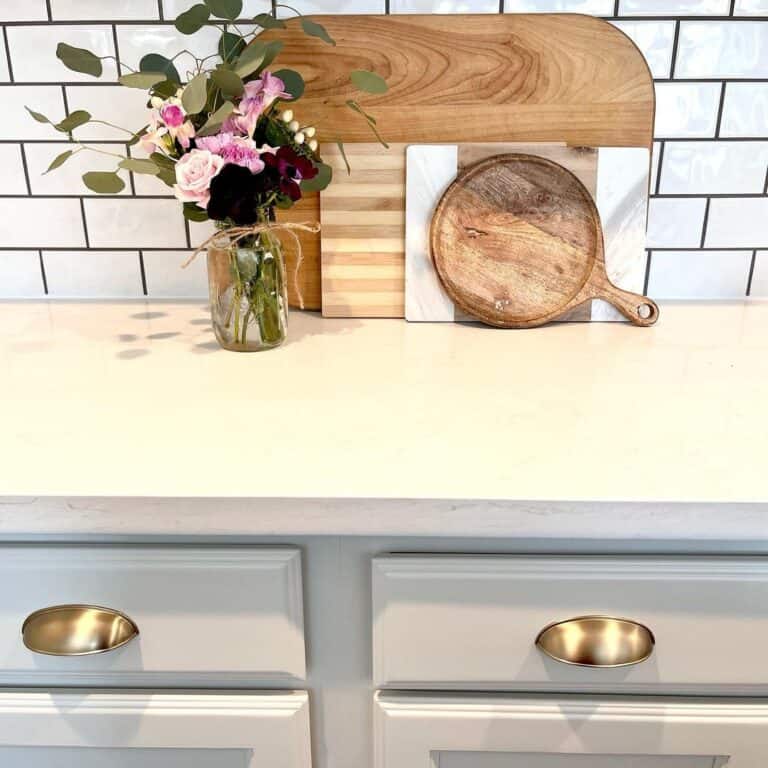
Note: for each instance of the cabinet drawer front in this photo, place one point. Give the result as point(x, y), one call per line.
point(219, 615)
point(471, 622)
point(147, 730)
point(493, 731)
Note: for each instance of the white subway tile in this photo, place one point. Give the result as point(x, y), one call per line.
point(17, 123)
point(93, 274)
point(136, 41)
point(655, 39)
point(167, 280)
point(655, 157)
point(23, 10)
point(5, 75)
point(751, 8)
point(67, 179)
point(714, 167)
point(597, 7)
point(698, 274)
point(745, 111)
point(760, 275)
point(723, 49)
point(126, 223)
point(12, 181)
point(686, 110)
point(674, 7)
point(124, 107)
point(172, 8)
point(20, 275)
point(104, 10)
point(738, 223)
point(675, 222)
point(33, 52)
point(39, 222)
point(443, 6)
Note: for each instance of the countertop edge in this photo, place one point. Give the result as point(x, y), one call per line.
point(50, 516)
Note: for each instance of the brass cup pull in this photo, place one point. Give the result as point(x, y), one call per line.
point(597, 641)
point(77, 630)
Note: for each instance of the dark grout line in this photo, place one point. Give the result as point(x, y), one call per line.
point(675, 45)
point(42, 272)
point(751, 272)
point(720, 108)
point(706, 220)
point(8, 54)
point(662, 144)
point(85, 224)
point(143, 273)
point(647, 272)
point(26, 168)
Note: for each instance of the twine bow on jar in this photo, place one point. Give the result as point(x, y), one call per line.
point(236, 234)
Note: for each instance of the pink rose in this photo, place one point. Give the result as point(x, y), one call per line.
point(194, 173)
point(172, 115)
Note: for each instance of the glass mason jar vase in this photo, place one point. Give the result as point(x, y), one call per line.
point(248, 291)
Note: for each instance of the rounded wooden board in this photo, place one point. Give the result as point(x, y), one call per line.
point(515, 239)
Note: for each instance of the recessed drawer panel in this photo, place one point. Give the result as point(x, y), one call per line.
point(471, 622)
point(166, 616)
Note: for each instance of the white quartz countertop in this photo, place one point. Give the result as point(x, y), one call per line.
point(126, 417)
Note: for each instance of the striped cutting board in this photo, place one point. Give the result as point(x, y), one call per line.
point(363, 232)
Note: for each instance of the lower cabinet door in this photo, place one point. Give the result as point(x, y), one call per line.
point(417, 731)
point(146, 730)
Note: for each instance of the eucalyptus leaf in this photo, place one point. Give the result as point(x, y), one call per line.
point(229, 83)
point(103, 182)
point(369, 82)
point(75, 120)
point(250, 59)
point(267, 21)
point(216, 120)
point(79, 59)
point(321, 181)
point(192, 212)
point(154, 62)
point(193, 20)
point(313, 29)
point(142, 80)
point(139, 165)
point(230, 46)
point(225, 9)
point(59, 160)
point(294, 82)
point(41, 118)
point(195, 94)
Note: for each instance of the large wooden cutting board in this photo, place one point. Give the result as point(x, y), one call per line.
point(471, 78)
point(362, 216)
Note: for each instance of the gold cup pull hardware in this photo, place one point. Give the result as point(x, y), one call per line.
point(77, 630)
point(597, 641)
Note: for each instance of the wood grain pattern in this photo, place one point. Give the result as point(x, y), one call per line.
point(516, 241)
point(363, 232)
point(464, 78)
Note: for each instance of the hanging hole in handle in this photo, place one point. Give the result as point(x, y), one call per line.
point(645, 311)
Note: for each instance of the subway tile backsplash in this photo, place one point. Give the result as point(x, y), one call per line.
point(708, 218)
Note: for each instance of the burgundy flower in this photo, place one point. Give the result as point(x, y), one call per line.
point(291, 168)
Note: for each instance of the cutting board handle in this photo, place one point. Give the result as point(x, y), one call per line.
point(638, 309)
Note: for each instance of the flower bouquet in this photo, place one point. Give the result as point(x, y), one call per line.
point(225, 138)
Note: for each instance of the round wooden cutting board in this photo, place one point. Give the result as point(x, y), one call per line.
point(517, 242)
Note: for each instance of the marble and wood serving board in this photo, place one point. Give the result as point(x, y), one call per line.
point(616, 177)
point(362, 216)
point(468, 78)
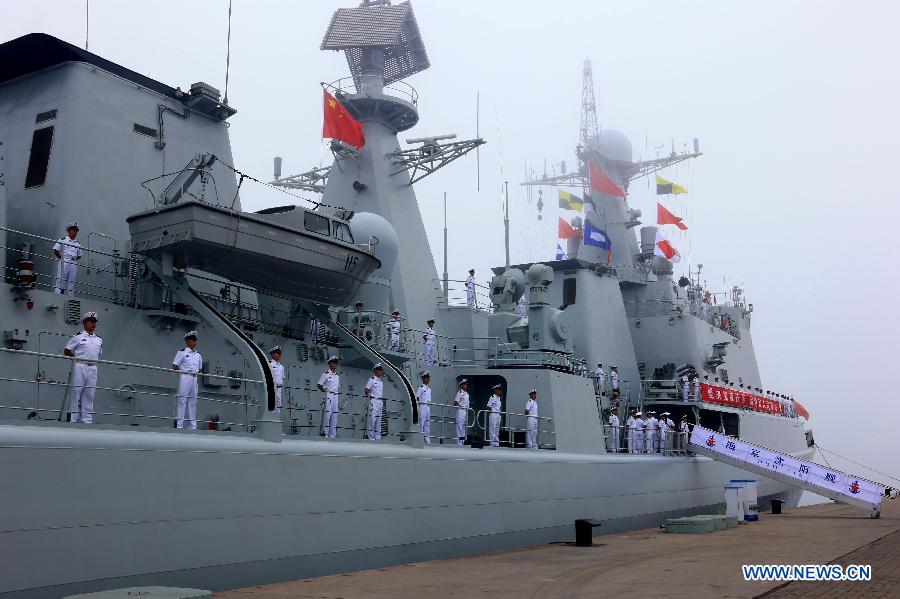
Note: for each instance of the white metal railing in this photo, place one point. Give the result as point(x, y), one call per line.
point(545, 432)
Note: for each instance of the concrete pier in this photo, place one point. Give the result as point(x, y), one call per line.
point(645, 563)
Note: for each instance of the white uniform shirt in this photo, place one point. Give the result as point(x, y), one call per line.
point(188, 361)
point(331, 381)
point(69, 249)
point(462, 398)
point(85, 347)
point(277, 372)
point(375, 387)
point(423, 395)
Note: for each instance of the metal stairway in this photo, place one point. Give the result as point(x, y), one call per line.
point(787, 469)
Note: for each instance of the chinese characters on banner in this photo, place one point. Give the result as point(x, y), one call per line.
point(788, 466)
point(739, 399)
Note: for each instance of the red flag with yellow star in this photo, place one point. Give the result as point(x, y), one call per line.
point(338, 124)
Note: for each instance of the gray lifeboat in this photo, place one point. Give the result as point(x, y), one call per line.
point(287, 251)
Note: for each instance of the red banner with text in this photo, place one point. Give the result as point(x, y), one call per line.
point(739, 399)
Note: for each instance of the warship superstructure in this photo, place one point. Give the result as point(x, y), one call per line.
point(258, 495)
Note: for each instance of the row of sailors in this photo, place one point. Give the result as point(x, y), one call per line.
point(330, 383)
point(87, 347)
point(650, 435)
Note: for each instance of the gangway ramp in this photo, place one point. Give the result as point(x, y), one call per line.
point(787, 469)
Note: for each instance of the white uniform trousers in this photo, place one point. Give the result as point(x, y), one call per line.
point(531, 433)
point(494, 426)
point(374, 423)
point(329, 421)
point(81, 393)
point(65, 277)
point(187, 397)
point(425, 421)
point(614, 438)
point(461, 417)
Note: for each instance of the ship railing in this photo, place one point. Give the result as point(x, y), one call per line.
point(512, 431)
point(347, 86)
point(158, 390)
point(101, 274)
point(629, 440)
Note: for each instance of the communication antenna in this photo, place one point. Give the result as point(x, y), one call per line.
point(477, 135)
point(227, 56)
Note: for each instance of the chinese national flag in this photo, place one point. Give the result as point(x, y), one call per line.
point(601, 182)
point(338, 124)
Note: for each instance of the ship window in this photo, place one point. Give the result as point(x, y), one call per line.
point(149, 131)
point(41, 141)
point(48, 115)
point(316, 224)
point(569, 291)
point(341, 231)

_ _ _ _ _

_What to produce_
An exact copy of every entry above is required, without the pictures.

_The answer_
Note: for each instance of the cabinet drawer front in this photo, place one point. Give the result as point(x, y), one call per line.
point(219, 615)
point(471, 622)
point(147, 730)
point(493, 731)
Note: for each instance of the white subway tile in this photo, place one point. Give the result as point(x, y), one call per line.
point(17, 123)
point(93, 274)
point(136, 41)
point(655, 39)
point(167, 280)
point(655, 157)
point(23, 10)
point(5, 75)
point(751, 8)
point(67, 179)
point(714, 167)
point(597, 7)
point(698, 274)
point(745, 111)
point(760, 275)
point(723, 49)
point(126, 223)
point(12, 181)
point(686, 110)
point(674, 7)
point(124, 107)
point(172, 8)
point(20, 275)
point(104, 10)
point(738, 223)
point(675, 222)
point(33, 52)
point(39, 222)
point(443, 6)
Note: for each instance of the countertop edge in this photo, place one point. Give the result as point(x, y), one call per line.
point(50, 516)
Note: for each instance of the brass cup pull in this photo, place one point. Give the result as point(x, y), one call per line.
point(597, 641)
point(77, 630)
Note: for each instance of the dark grout line in this photo, place one point. Give the result as point(x, y), one call per line.
point(675, 45)
point(42, 272)
point(751, 272)
point(720, 108)
point(706, 220)
point(8, 54)
point(662, 144)
point(85, 224)
point(143, 273)
point(647, 272)
point(26, 168)
Note: for each instance of the twine bow on jar in this photo, place one point. Give the result as point(x, y), one call per line.
point(236, 234)
Note: for each instance of the pink rose in this photo, place one point. Give the result as point(x, y), one call per line.
point(194, 173)
point(172, 115)
Note: for each instance of the glass mason jar vase in this photo, place one point. Give the result as point(x, y), one call per line.
point(248, 291)
Note: for each instance of the rounded wooden board in this photo, place one point. Give the result as point(x, y), one call per line.
point(515, 239)
Note: for each instance of the recessed drawer panel in this photo, place one point. Give the result as point(x, y), one call per line.
point(471, 622)
point(166, 616)
Note: for each instance of the white quartz countertop in this photo, place one point. Give the result as point(x, y), one call per line.
point(126, 417)
Note: for each instance of the striped cutting board in this photo, place one point. Give the result as point(x, y), one call per line.
point(363, 232)
Note: for each instance of the lower cabinet door in this photo, place one point. Give the result as point(x, y), one call per line.
point(417, 731)
point(146, 730)
Note: for each instance of the eucalyptus leaf in this photo, place one point. Give the result as point(x, y), one call per line.
point(229, 83)
point(103, 182)
point(369, 82)
point(75, 120)
point(250, 59)
point(267, 21)
point(216, 120)
point(79, 59)
point(321, 181)
point(192, 212)
point(154, 62)
point(193, 20)
point(313, 29)
point(142, 80)
point(139, 165)
point(230, 46)
point(225, 9)
point(59, 160)
point(294, 82)
point(41, 118)
point(195, 94)
Note: for each instance of the large wooden cutting board in this photo, place one point. Give the result as point(x, y), one call per line.
point(471, 78)
point(362, 216)
Note: for each instance of the gold cup pull hardware in this photo, place one point. Give the result as point(x, y), one call per line.
point(77, 630)
point(597, 641)
Note: for each instance of the wood grain pattern in this photo, place one point. Give the result as point(x, y), one call per line.
point(516, 241)
point(363, 232)
point(464, 78)
Note: for each instance of the hanging hole in handle in this photo, place one point. Give the result as point(x, y), one call per line.
point(645, 311)
Note: for each instance of the subway tile backsplash in this photo, place one point. Give the result as point(x, y), one call per line.
point(708, 218)
Note: for each instance of the burgundy flower in this photo, place one point. Give the result as point(x, y), one call per line.
point(291, 168)
Note: for each instance of the cutting board handle in this photo, place one point. Give the result as point(x, y), one call per line.
point(638, 309)
Note: for each instance of the flower bouquet in this photo, place one point. Give the result as point(x, y), one call per line.
point(225, 138)
Note: for each instance of the round wooden cutting board in this photo, place one point. Give the result as point(x, y), one call per line.
point(517, 242)
Note: for each instance of the marble and wood serving board in this photo, place one point. Give the result as point(x, y), one call per line.
point(616, 177)
point(362, 216)
point(468, 78)
Note: for each instance of the white metal railing in this photo, place one point. Give the result as point(x, y), one call per line.
point(545, 432)
Note: for each instance of the concrete pier in this photo, place one point. Give the result as point(x, y), one call per line.
point(645, 563)
Note: for each instance of the white uniform shirt in this photo, place one point. Give the result as point(x, y), one call per line.
point(188, 361)
point(331, 381)
point(69, 249)
point(462, 398)
point(85, 347)
point(277, 372)
point(375, 387)
point(423, 395)
Note: for each instance of the metal stairway in this photo, place one point. Give the result as point(x, y), one call per line.
point(787, 469)
Note: for each instance of the chinese characters on banner in this photo, place one point. Give the result as point(x, y), one call per line.
point(788, 466)
point(739, 399)
Note: for each instance of the red flag with yellow star in this photo, place one point. Give the result as point(x, y), one call per line.
point(338, 124)
Note: for each instance of the gray lifeboat in this photo, place one point. Give the result as point(x, y), one call per line.
point(287, 251)
Note: for each instance of the red banner with text in this photo, place one point. Give the result as point(x, y), one call per line.
point(739, 399)
Note: for each instance of the warship superstructure in this photo, place one point. Give the result as point(x, y), one call per line.
point(258, 495)
Note: for each instance of the row of sailors in this photo, place one point. Give the result as point(x, y), one call per line.
point(330, 383)
point(87, 347)
point(650, 435)
Note: for each instance of the gangway ramp in this photo, place one point. Give the result as point(x, y), one call per line.
point(787, 469)
Note: for each instance of the white uniform trousers in this photo, place one point. Give the result as point(x, y), one call per line.
point(531, 433)
point(494, 426)
point(374, 423)
point(329, 421)
point(81, 393)
point(65, 277)
point(187, 397)
point(425, 421)
point(614, 438)
point(461, 417)
Note: for each instance of the ship railing in this photo, place one point. Give the result as point(x, y), one call per line.
point(512, 431)
point(347, 86)
point(158, 390)
point(101, 274)
point(629, 440)
Note: for each instance of the communication antenna in this photo, place one point. Give the result as point(x, y), one call per line.
point(477, 135)
point(227, 56)
Note: for each instance of the chinese national flag in this photo, place one point. Give the result as point(x, y), one call per line.
point(601, 182)
point(338, 124)
Note: for each instance of the ship window in this photo, place one point. Give the result as point(x, y), one call per line.
point(149, 131)
point(41, 141)
point(48, 115)
point(316, 224)
point(569, 291)
point(341, 231)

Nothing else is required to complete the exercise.